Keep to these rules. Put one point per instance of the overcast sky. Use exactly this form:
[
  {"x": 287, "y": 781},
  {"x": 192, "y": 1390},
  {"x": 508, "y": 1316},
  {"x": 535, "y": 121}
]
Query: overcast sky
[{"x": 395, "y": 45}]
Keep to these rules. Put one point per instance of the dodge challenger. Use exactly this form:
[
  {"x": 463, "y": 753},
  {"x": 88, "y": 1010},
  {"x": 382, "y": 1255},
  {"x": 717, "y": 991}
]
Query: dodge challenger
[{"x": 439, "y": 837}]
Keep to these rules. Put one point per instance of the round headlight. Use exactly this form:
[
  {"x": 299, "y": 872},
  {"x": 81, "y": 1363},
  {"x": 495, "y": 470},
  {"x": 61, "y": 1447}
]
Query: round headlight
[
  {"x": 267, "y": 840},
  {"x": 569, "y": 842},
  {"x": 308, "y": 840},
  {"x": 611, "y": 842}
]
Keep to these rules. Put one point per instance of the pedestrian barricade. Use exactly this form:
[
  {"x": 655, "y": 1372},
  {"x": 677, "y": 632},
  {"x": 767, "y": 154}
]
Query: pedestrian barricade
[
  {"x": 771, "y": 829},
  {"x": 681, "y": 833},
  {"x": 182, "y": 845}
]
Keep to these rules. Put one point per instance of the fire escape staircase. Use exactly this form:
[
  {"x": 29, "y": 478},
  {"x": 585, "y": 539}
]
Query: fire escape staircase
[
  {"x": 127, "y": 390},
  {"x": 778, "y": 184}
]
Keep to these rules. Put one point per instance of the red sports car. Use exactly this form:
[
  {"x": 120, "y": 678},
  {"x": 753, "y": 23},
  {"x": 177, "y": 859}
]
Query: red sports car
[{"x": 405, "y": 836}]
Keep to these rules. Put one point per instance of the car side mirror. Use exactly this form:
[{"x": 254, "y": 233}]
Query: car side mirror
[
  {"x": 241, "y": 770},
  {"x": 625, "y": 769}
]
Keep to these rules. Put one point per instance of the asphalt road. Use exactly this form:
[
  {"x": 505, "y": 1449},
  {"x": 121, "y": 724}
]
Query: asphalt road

» Stated exercise: Copy out all of the records above word for word, from the first line to the last.

» Response to this exercise:
Keep to these rules. Put one point per instance of the overcast sky. Use exactly this form:
[
  {"x": 287, "y": 781},
  {"x": 192, "y": 1390},
  {"x": 508, "y": 1316},
  {"x": 535, "y": 121}
]
Query: overcast sky
[{"x": 395, "y": 45}]
Keep to these rules. Put one point per instance of the dodge challenger. Use exactly this form:
[
  {"x": 463, "y": 753},
  {"x": 88, "y": 1010},
  {"x": 382, "y": 1255},
  {"x": 717, "y": 991}
]
Query: dodge challenger
[{"x": 439, "y": 837}]
Keep to these rules. Put one point per instance of the round headlight. Use exactly this form:
[
  {"x": 299, "y": 872},
  {"x": 81, "y": 1363},
  {"x": 495, "y": 470},
  {"x": 61, "y": 1447}
]
Query: round headlight
[
  {"x": 267, "y": 840},
  {"x": 569, "y": 842},
  {"x": 308, "y": 840},
  {"x": 611, "y": 842}
]
Keep to these rules. Put one point per instance of the pedestrian barricade. Use exactly this form:
[
  {"x": 655, "y": 1372},
  {"x": 677, "y": 632},
  {"x": 767, "y": 154}
]
Query: pedestrian barricade
[
  {"x": 771, "y": 829},
  {"x": 681, "y": 833},
  {"x": 182, "y": 845}
]
Keep to these rules. Put one point per instance of the fire escape staircase. Use exactly this form:
[
  {"x": 29, "y": 478},
  {"x": 585, "y": 539}
]
Query: fire escape staircase
[
  {"x": 127, "y": 390},
  {"x": 778, "y": 184}
]
Keep to these rules. Put one point per instance of the red sports car. Use exactly this form:
[
  {"x": 120, "y": 678},
  {"x": 753, "y": 23},
  {"x": 177, "y": 859}
]
Query: red sports car
[{"x": 405, "y": 836}]
Keep to these rules. Put one point per instance of the car side mirror. Use exactly this form:
[{"x": 254, "y": 233}]
Query: car side mirror
[
  {"x": 241, "y": 770},
  {"x": 625, "y": 769}
]
Keep to these rules. Put one point per instance of the asphalt road. Use exactly this form:
[
  {"x": 505, "y": 1449},
  {"x": 121, "y": 724}
]
Query: asphalt road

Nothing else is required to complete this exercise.